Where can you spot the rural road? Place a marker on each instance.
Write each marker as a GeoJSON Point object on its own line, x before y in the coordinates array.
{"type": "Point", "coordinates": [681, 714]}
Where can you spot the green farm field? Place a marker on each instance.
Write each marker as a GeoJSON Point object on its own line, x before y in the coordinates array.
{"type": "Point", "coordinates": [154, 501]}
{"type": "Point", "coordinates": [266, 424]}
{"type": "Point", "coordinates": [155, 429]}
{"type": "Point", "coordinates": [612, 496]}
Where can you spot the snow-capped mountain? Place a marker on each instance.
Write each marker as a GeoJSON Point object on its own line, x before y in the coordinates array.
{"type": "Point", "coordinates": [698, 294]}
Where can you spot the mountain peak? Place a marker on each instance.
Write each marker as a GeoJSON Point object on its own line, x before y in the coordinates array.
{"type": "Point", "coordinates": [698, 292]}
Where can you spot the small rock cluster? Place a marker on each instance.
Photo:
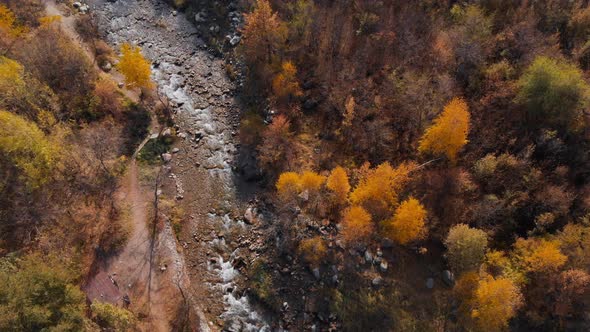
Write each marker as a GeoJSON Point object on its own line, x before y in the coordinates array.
{"type": "Point", "coordinates": [82, 8]}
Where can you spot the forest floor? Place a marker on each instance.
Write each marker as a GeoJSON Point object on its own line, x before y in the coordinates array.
{"type": "Point", "coordinates": [141, 269]}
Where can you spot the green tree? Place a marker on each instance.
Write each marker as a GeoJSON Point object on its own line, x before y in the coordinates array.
{"type": "Point", "coordinates": [554, 92]}
{"type": "Point", "coordinates": [36, 294]}
{"type": "Point", "coordinates": [466, 247]}
{"type": "Point", "coordinates": [112, 318]}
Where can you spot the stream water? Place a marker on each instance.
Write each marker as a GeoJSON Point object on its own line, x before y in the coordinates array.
{"type": "Point", "coordinates": [196, 85]}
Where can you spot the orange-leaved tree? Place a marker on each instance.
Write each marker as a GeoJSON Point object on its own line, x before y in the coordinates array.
{"type": "Point", "coordinates": [311, 181]}
{"type": "Point", "coordinates": [408, 223]}
{"type": "Point", "coordinates": [135, 67]}
{"type": "Point", "coordinates": [264, 34]}
{"type": "Point", "coordinates": [378, 189]}
{"type": "Point", "coordinates": [285, 85]}
{"type": "Point", "coordinates": [356, 225]}
{"type": "Point", "coordinates": [313, 250]}
{"type": "Point", "coordinates": [448, 133]}
{"type": "Point", "coordinates": [288, 185]}
{"type": "Point", "coordinates": [10, 29]}
{"type": "Point", "coordinates": [538, 255]}
{"type": "Point", "coordinates": [494, 303]}
{"type": "Point", "coordinates": [338, 184]}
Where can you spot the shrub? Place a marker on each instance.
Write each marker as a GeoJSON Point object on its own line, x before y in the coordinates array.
{"type": "Point", "coordinates": [356, 226]}
{"type": "Point", "coordinates": [408, 223]}
{"type": "Point", "coordinates": [313, 250]}
{"type": "Point", "coordinates": [38, 294]}
{"type": "Point", "coordinates": [555, 93]}
{"type": "Point", "coordinates": [466, 247]}
{"type": "Point", "coordinates": [111, 317]}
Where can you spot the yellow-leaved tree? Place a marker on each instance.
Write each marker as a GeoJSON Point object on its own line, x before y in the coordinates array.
{"type": "Point", "coordinates": [285, 85]}
{"type": "Point", "coordinates": [25, 147]}
{"type": "Point", "coordinates": [288, 185]}
{"type": "Point", "coordinates": [494, 303]}
{"type": "Point", "coordinates": [408, 223]}
{"type": "Point", "coordinates": [448, 133]}
{"type": "Point", "coordinates": [12, 84]}
{"type": "Point", "coordinates": [378, 189]}
{"type": "Point", "coordinates": [264, 34]}
{"type": "Point", "coordinates": [311, 181]}
{"type": "Point", "coordinates": [10, 29]}
{"type": "Point", "coordinates": [313, 250]}
{"type": "Point", "coordinates": [356, 225]}
{"type": "Point", "coordinates": [338, 183]}
{"type": "Point", "coordinates": [135, 67]}
{"type": "Point", "coordinates": [538, 255]}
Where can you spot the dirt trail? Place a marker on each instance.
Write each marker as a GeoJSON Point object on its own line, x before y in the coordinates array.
{"type": "Point", "coordinates": [135, 273]}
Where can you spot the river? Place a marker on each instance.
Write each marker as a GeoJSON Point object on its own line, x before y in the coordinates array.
{"type": "Point", "coordinates": [200, 175]}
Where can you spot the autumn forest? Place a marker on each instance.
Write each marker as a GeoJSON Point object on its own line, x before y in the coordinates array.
{"type": "Point", "coordinates": [294, 165]}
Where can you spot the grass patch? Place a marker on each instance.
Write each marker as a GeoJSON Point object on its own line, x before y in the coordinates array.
{"type": "Point", "coordinates": [153, 149]}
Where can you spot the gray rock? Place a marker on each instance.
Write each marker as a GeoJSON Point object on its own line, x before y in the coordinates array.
{"type": "Point", "coordinates": [232, 325]}
{"type": "Point", "coordinates": [201, 17]}
{"type": "Point", "coordinates": [379, 252]}
{"type": "Point", "coordinates": [249, 216]}
{"type": "Point", "coordinates": [166, 157]}
{"type": "Point", "coordinates": [430, 283]}
{"type": "Point", "coordinates": [167, 132]}
{"type": "Point", "coordinates": [316, 273]}
{"type": "Point", "coordinates": [377, 282]}
{"type": "Point", "coordinates": [106, 67]}
{"type": "Point", "coordinates": [448, 278]}
{"type": "Point", "coordinates": [368, 257]}
{"type": "Point", "coordinates": [235, 40]}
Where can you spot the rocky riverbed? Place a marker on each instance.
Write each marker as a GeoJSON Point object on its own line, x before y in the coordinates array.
{"type": "Point", "coordinates": [199, 173]}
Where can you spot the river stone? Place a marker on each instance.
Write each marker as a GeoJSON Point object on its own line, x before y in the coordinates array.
{"type": "Point", "coordinates": [368, 256]}
{"type": "Point", "coordinates": [166, 157]}
{"type": "Point", "coordinates": [249, 216]}
{"type": "Point", "coordinates": [377, 282]}
{"type": "Point", "coordinates": [430, 283]}
{"type": "Point", "coordinates": [167, 132]}
{"type": "Point", "coordinates": [448, 278]}
{"type": "Point", "coordinates": [316, 273]}
{"type": "Point", "coordinates": [235, 40]}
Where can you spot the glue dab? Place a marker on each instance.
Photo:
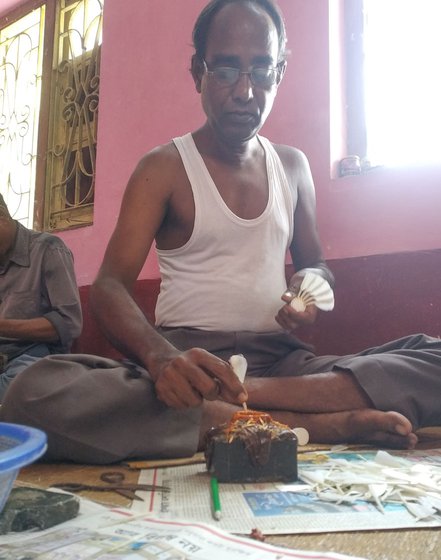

• **GIVEN INSTRUCTION**
Pick out every line of the records that contains the string "leaved" and copy each one.

• **ANSWER IN FULL**
Where can you spot the orange-leaved tree? Place a marker on each instance.
Where can you spot the yellow-leaved tree? Place a marker on each instance.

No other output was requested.